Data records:
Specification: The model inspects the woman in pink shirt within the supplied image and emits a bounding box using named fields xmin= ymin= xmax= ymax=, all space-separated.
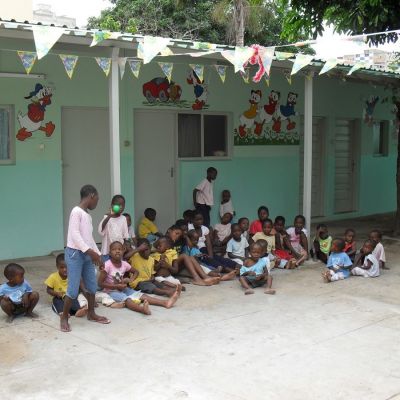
xmin=60 ymin=185 xmax=110 ymax=332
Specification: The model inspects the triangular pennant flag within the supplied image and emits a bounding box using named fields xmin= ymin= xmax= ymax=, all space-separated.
xmin=60 ymin=54 xmax=78 ymax=79
xmin=118 ymin=57 xmax=128 ymax=79
xmin=319 ymin=58 xmax=338 ymax=75
xmin=291 ymin=54 xmax=314 ymax=75
xmin=32 ymin=25 xmax=65 ymax=60
xmin=138 ymin=36 xmax=170 ymax=64
xmin=189 ymin=64 xmax=204 ymax=82
xmin=17 ymin=50 xmax=37 ymax=74
xmin=128 ymin=60 xmax=142 ymax=78
xmin=215 ymin=65 xmax=227 ymax=83
xmin=158 ymin=62 xmax=174 ymax=82
xmin=90 ymin=31 xmax=111 ymax=47
xmin=95 ymin=57 xmax=111 ymax=76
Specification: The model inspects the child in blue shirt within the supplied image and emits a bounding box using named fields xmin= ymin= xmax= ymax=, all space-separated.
xmin=322 ymin=238 xmax=353 ymax=283
xmin=0 ymin=263 xmax=39 ymax=322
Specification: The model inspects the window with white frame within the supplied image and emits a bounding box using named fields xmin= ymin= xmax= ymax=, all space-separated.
xmin=372 ymin=121 xmax=389 ymax=157
xmin=0 ymin=105 xmax=15 ymax=165
xmin=178 ymin=113 xmax=230 ymax=158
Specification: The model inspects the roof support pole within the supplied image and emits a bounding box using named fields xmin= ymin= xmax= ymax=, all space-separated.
xmin=108 ymin=47 xmax=121 ymax=196
xmin=303 ymin=75 xmax=313 ymax=237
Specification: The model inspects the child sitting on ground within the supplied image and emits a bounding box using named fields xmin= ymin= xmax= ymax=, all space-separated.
xmin=219 ymin=189 xmax=235 ymax=219
xmin=239 ymin=243 xmax=275 ymax=295
xmin=343 ymin=228 xmax=357 ymax=261
xmin=138 ymin=208 xmax=162 ymax=244
xmin=0 ymin=263 xmax=39 ymax=322
xmin=44 ymin=253 xmax=88 ymax=317
xmin=322 ymin=238 xmax=353 ymax=282
xmin=310 ymin=224 xmax=332 ymax=264
xmin=99 ymin=242 xmax=180 ymax=315
xmin=351 ymin=239 xmax=379 ymax=278
xmin=369 ymin=229 xmax=390 ymax=269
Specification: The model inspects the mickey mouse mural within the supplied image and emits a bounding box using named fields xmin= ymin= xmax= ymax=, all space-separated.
xmin=17 ymin=83 xmax=56 ymax=142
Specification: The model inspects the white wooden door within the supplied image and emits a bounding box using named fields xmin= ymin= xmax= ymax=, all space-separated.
xmin=133 ymin=111 xmax=176 ymax=232
xmin=299 ymin=117 xmax=325 ymax=217
xmin=61 ymin=107 xmax=111 ymax=242
xmin=334 ymin=119 xmax=356 ymax=213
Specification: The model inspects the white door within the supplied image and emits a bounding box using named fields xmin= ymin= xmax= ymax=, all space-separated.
xmin=334 ymin=119 xmax=356 ymax=213
xmin=61 ymin=107 xmax=111 ymax=242
xmin=299 ymin=117 xmax=325 ymax=217
xmin=133 ymin=111 xmax=176 ymax=232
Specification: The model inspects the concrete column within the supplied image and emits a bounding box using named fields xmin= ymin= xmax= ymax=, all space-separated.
xmin=303 ymin=75 xmax=313 ymax=237
xmin=108 ymin=47 xmax=121 ymax=196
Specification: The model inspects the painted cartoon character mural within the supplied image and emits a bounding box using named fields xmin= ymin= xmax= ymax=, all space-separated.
xmin=17 ymin=83 xmax=55 ymax=141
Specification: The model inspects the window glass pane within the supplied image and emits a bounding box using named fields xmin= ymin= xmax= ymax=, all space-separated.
xmin=178 ymin=114 xmax=201 ymax=157
xmin=204 ymin=115 xmax=228 ymax=157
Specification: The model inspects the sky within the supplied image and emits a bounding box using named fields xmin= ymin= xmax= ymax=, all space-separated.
xmin=32 ymin=0 xmax=111 ymax=27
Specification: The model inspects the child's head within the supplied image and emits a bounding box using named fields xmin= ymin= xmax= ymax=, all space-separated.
xmin=111 ymin=194 xmax=125 ymax=215
xmin=144 ymin=208 xmax=157 ymax=221
xmin=221 ymin=213 xmax=233 ymax=225
xmin=221 ymin=189 xmax=231 ymax=203
xmin=137 ymin=238 xmax=151 ymax=260
xmin=188 ymin=229 xmax=199 ymax=247
xmin=207 ymin=167 xmax=218 ymax=181
xmin=231 ymin=224 xmax=242 ymax=242
xmin=331 ymin=238 xmax=346 ymax=253
xmin=274 ymin=215 xmax=286 ymax=233
xmin=110 ymin=241 xmax=125 ymax=262
xmin=317 ymin=224 xmax=329 ymax=239
xmin=122 ymin=213 xmax=132 ymax=227
xmin=56 ymin=253 xmax=68 ymax=279
xmin=81 ymin=185 xmax=99 ymax=210
xmin=238 ymin=217 xmax=250 ymax=233
xmin=344 ymin=228 xmax=356 ymax=243
xmin=369 ymin=229 xmax=382 ymax=243
xmin=262 ymin=218 xmax=274 ymax=236
xmin=4 ymin=263 xmax=25 ymax=286
xmin=257 ymin=206 xmax=269 ymax=221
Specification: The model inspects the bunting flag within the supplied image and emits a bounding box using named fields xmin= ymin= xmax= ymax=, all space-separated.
xmin=215 ymin=65 xmax=227 ymax=83
xmin=32 ymin=25 xmax=65 ymax=60
xmin=138 ymin=36 xmax=170 ymax=64
xmin=319 ymin=58 xmax=338 ymax=75
xmin=95 ymin=57 xmax=111 ymax=76
xmin=118 ymin=57 xmax=128 ymax=79
xmin=17 ymin=50 xmax=37 ymax=74
xmin=128 ymin=60 xmax=142 ymax=78
xmin=158 ymin=62 xmax=174 ymax=82
xmin=290 ymin=54 xmax=314 ymax=75
xmin=60 ymin=54 xmax=78 ymax=79
xmin=189 ymin=64 xmax=204 ymax=82
xmin=90 ymin=31 xmax=111 ymax=47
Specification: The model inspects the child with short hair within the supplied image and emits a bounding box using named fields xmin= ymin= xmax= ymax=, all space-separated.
xmin=351 ymin=239 xmax=379 ymax=278
xmin=99 ymin=242 xmax=180 ymax=315
xmin=44 ymin=253 xmax=88 ymax=317
xmin=0 ymin=263 xmax=39 ymax=322
xmin=219 ymin=189 xmax=235 ymax=218
xmin=344 ymin=228 xmax=357 ymax=261
xmin=369 ymin=229 xmax=390 ymax=269
xmin=239 ymin=243 xmax=275 ymax=295
xmin=310 ymin=224 xmax=332 ymax=264
xmin=138 ymin=208 xmax=162 ymax=244
xmin=322 ymin=238 xmax=353 ymax=283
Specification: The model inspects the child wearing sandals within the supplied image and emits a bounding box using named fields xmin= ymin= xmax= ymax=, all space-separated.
xmin=99 ymin=242 xmax=180 ymax=315
xmin=239 ymin=243 xmax=275 ymax=295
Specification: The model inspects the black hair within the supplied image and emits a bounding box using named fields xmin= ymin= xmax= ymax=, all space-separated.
xmin=4 ymin=263 xmax=25 ymax=280
xmin=143 ymin=208 xmax=157 ymax=218
xmin=56 ymin=253 xmax=65 ymax=266
xmin=81 ymin=185 xmax=98 ymax=199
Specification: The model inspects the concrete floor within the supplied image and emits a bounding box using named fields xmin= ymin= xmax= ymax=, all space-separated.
xmin=0 ymin=217 xmax=400 ymax=400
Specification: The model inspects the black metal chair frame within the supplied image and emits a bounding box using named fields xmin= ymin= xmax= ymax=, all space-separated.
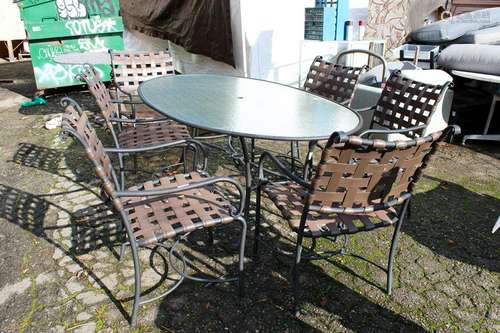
xmin=62 ymin=99 xmax=247 ymax=325
xmin=76 ymin=64 xmax=198 ymax=190
xmin=253 ymin=126 xmax=460 ymax=315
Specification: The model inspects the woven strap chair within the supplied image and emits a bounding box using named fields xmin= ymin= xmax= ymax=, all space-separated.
xmin=62 ymin=99 xmax=247 ymax=325
xmin=304 ymin=56 xmax=368 ymax=106
xmin=109 ymin=49 xmax=175 ymax=119
xmin=359 ymin=71 xmax=452 ymax=139
xmin=290 ymin=49 xmax=378 ymax=168
xmin=77 ymin=65 xmax=191 ymax=189
xmin=254 ymin=127 xmax=459 ymax=310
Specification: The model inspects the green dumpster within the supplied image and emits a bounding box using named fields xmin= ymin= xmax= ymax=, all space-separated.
xmin=18 ymin=0 xmax=124 ymax=90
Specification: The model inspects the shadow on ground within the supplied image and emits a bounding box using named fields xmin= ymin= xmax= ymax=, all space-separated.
xmin=403 ymin=177 xmax=500 ymax=272
xmin=5 ymin=129 xmax=500 ymax=332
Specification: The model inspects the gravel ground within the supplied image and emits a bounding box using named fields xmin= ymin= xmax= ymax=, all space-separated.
xmin=0 ymin=63 xmax=500 ymax=332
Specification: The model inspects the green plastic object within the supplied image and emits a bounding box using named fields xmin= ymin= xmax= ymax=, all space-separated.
xmin=21 ymin=96 xmax=47 ymax=108
xmin=18 ymin=0 xmax=124 ymax=90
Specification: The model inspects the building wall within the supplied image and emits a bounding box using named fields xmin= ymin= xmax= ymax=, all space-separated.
xmin=366 ymin=0 xmax=447 ymax=57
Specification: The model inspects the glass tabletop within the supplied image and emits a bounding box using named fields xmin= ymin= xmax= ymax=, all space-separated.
xmin=139 ymin=74 xmax=362 ymax=141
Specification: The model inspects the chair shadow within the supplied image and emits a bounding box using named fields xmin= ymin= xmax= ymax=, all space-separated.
xmin=10 ymin=142 xmax=95 ymax=190
xmin=155 ymin=214 xmax=425 ymax=332
xmin=402 ymin=177 xmax=500 ymax=272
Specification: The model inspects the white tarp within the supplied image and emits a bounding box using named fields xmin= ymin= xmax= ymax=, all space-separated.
xmin=0 ymin=0 xmax=26 ymax=40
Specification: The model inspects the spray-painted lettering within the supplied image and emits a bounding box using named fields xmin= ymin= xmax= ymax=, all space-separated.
xmin=56 ymin=0 xmax=87 ymax=19
xmin=65 ymin=17 xmax=118 ymax=36
xmin=34 ymin=63 xmax=104 ymax=85
xmin=38 ymin=44 xmax=78 ymax=59
xmin=78 ymin=36 xmax=108 ymax=52
xmin=83 ymin=0 xmax=116 ymax=16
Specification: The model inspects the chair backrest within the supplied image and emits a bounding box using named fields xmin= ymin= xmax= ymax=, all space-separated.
xmin=304 ymin=56 xmax=367 ymax=103
xmin=370 ymin=71 xmax=451 ymax=138
xmin=110 ymin=51 xmax=175 ymax=94
xmin=61 ymin=98 xmax=119 ymax=198
xmin=76 ymin=64 xmax=118 ymax=122
xmin=307 ymin=127 xmax=459 ymax=213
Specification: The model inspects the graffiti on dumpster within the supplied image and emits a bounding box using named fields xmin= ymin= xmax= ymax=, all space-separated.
xmin=33 ymin=63 xmax=104 ymax=86
xmin=83 ymin=0 xmax=116 ymax=16
xmin=65 ymin=17 xmax=118 ymax=36
xmin=56 ymin=0 xmax=116 ymax=19
xmin=78 ymin=36 xmax=108 ymax=52
xmin=38 ymin=44 xmax=78 ymax=60
xmin=37 ymin=36 xmax=108 ymax=60
xmin=56 ymin=0 xmax=87 ymax=19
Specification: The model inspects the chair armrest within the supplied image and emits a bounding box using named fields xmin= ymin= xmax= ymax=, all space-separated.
xmin=109 ymin=117 xmax=172 ymax=125
xmin=259 ymin=151 xmax=310 ymax=188
xmin=111 ymin=99 xmax=144 ymax=105
xmin=359 ymin=125 xmax=427 ymax=138
xmin=115 ymin=177 xmax=246 ymax=216
xmin=104 ymin=139 xmax=208 ymax=170
xmin=354 ymin=105 xmax=377 ymax=112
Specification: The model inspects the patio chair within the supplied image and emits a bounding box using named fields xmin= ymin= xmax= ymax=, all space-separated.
xmin=304 ymin=71 xmax=453 ymax=176
xmin=356 ymin=71 xmax=453 ymax=140
xmin=109 ymin=49 xmax=175 ymax=119
xmin=254 ymin=127 xmax=459 ymax=314
xmin=77 ymin=65 xmax=191 ymax=189
xmin=290 ymin=49 xmax=387 ymax=167
xmin=62 ymin=99 xmax=247 ymax=325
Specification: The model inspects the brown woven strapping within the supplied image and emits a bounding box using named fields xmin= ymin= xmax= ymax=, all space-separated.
xmin=371 ymin=72 xmax=446 ymax=138
xmin=304 ymin=57 xmax=366 ymax=103
xmin=111 ymin=51 xmax=175 ymax=94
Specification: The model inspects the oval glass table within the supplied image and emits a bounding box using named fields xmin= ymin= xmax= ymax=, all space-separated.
xmin=138 ymin=74 xmax=362 ymax=215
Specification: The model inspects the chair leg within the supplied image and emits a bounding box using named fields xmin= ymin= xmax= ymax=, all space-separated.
xmin=182 ymin=146 xmax=187 ymax=174
xmin=253 ymin=186 xmax=262 ymax=260
xmin=130 ymin=241 xmax=141 ymax=326
xmin=133 ymin=154 xmax=139 ymax=172
xmin=387 ymin=200 xmax=410 ymax=296
xmin=238 ymin=217 xmax=247 ymax=297
xmin=292 ymin=234 xmax=303 ymax=316
xmin=118 ymin=154 xmax=126 ymax=191
xmin=250 ymin=138 xmax=255 ymax=163
xmin=118 ymin=242 xmax=129 ymax=261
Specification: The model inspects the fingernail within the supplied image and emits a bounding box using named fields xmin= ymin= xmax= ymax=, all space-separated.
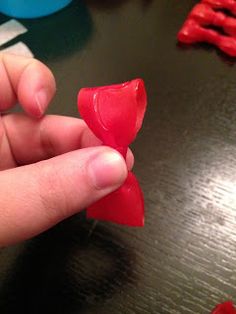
xmin=35 ymin=88 xmax=50 ymax=116
xmin=88 ymin=152 xmax=127 ymax=189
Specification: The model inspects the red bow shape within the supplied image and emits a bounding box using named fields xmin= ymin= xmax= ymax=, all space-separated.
xmin=78 ymin=79 xmax=147 ymax=226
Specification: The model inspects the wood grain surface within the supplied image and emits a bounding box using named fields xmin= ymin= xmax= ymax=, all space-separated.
xmin=0 ymin=0 xmax=236 ymax=314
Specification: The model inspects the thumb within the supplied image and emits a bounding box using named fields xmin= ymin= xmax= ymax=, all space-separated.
xmin=0 ymin=146 xmax=127 ymax=246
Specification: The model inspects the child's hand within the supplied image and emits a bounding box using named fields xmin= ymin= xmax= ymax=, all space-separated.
xmin=0 ymin=54 xmax=130 ymax=246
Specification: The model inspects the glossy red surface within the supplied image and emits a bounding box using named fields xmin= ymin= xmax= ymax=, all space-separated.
xmin=78 ymin=79 xmax=147 ymax=226
xmin=177 ymin=0 xmax=236 ymax=57
xmin=211 ymin=301 xmax=236 ymax=314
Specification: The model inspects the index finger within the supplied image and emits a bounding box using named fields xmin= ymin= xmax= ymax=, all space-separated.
xmin=0 ymin=53 xmax=56 ymax=117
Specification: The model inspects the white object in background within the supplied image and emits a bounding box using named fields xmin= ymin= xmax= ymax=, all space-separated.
xmin=0 ymin=41 xmax=34 ymax=58
xmin=0 ymin=19 xmax=28 ymax=45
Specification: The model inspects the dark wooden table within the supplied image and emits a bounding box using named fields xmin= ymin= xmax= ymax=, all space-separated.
xmin=0 ymin=0 xmax=236 ymax=314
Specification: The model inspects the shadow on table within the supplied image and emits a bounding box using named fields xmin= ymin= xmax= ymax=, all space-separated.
xmin=84 ymin=0 xmax=153 ymax=10
xmin=0 ymin=217 xmax=134 ymax=314
xmin=176 ymin=43 xmax=236 ymax=66
xmin=20 ymin=1 xmax=93 ymax=61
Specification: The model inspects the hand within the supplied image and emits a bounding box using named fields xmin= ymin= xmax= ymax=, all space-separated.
xmin=0 ymin=54 xmax=133 ymax=246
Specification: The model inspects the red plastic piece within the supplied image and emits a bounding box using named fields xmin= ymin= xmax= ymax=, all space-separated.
xmin=177 ymin=0 xmax=236 ymax=57
xmin=202 ymin=0 xmax=236 ymax=15
xmin=78 ymin=79 xmax=147 ymax=226
xmin=211 ymin=301 xmax=236 ymax=314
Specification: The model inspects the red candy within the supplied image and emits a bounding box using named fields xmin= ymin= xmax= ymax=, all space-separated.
xmin=78 ymin=79 xmax=147 ymax=226
xmin=211 ymin=301 xmax=236 ymax=314
xmin=177 ymin=0 xmax=236 ymax=57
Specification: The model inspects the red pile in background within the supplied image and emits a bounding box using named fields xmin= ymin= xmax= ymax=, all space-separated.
xmin=177 ymin=0 xmax=236 ymax=57
xmin=211 ymin=301 xmax=236 ymax=314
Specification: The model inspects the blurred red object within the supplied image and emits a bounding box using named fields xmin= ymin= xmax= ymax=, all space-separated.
xmin=177 ymin=0 xmax=236 ymax=57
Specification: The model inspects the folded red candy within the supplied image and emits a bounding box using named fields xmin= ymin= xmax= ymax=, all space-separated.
xmin=177 ymin=0 xmax=236 ymax=57
xmin=211 ymin=301 xmax=236 ymax=314
xmin=78 ymin=79 xmax=147 ymax=226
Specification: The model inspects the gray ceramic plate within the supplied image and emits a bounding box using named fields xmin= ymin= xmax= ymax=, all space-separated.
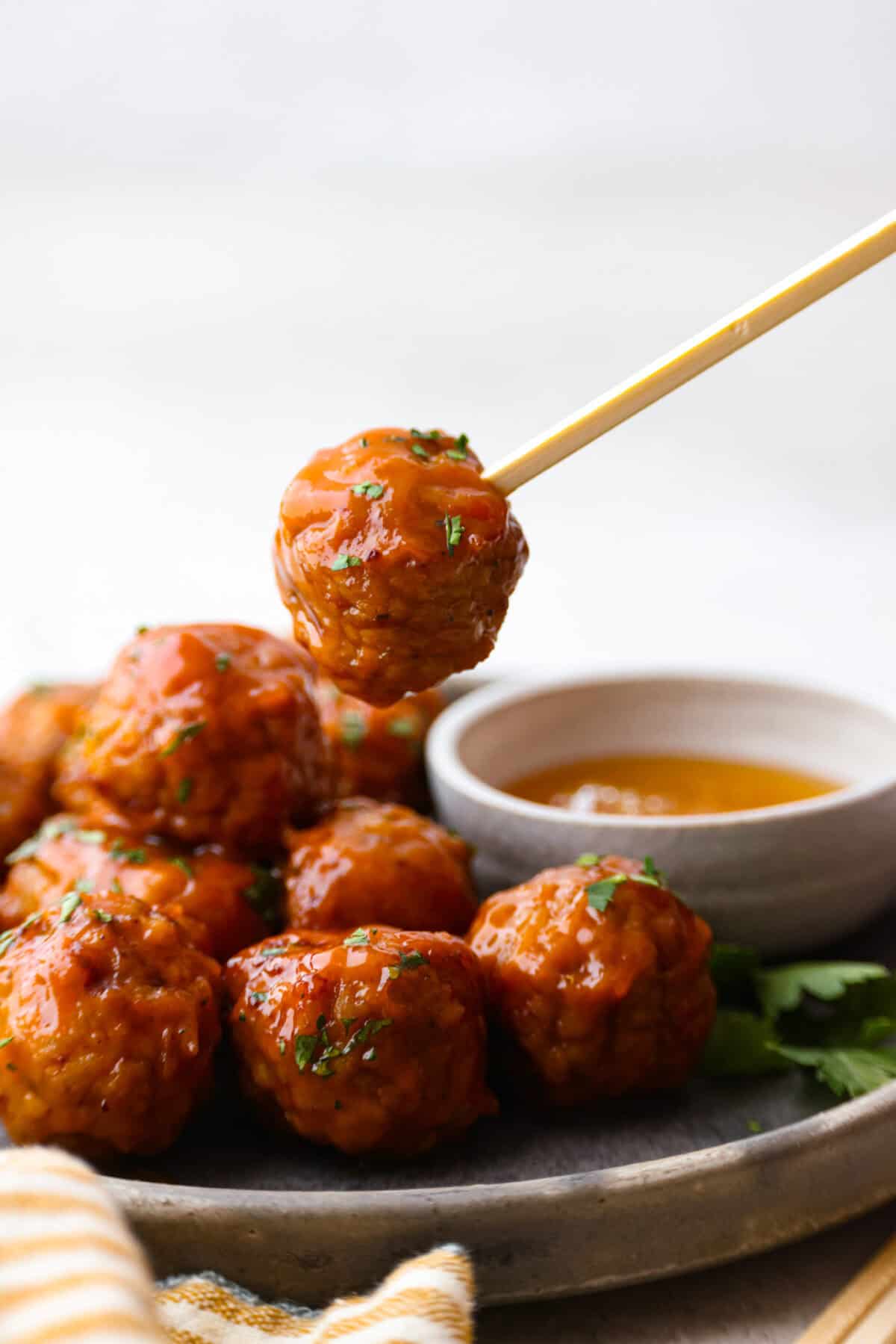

- TASK DETAILS
Reproduce the part of the records that opens with the line containing "Specification: The model inspects the hand" and closes with the line containing "xmin=0 ymin=54 xmax=133 ymax=246", keeping both lines. Leave the request unchanged, but multiply each bounding box coordinate in the answer by 2.2 and round to whole numbers, with halves rounded up.

- WRITTEN RESPONSE
Specification: The model inspects the hand within the supplied image and emits a bounding box using named fields xmin= ymin= xmax= ymax=, all space-separated.
xmin=0 ymin=119 xmax=293 ymax=541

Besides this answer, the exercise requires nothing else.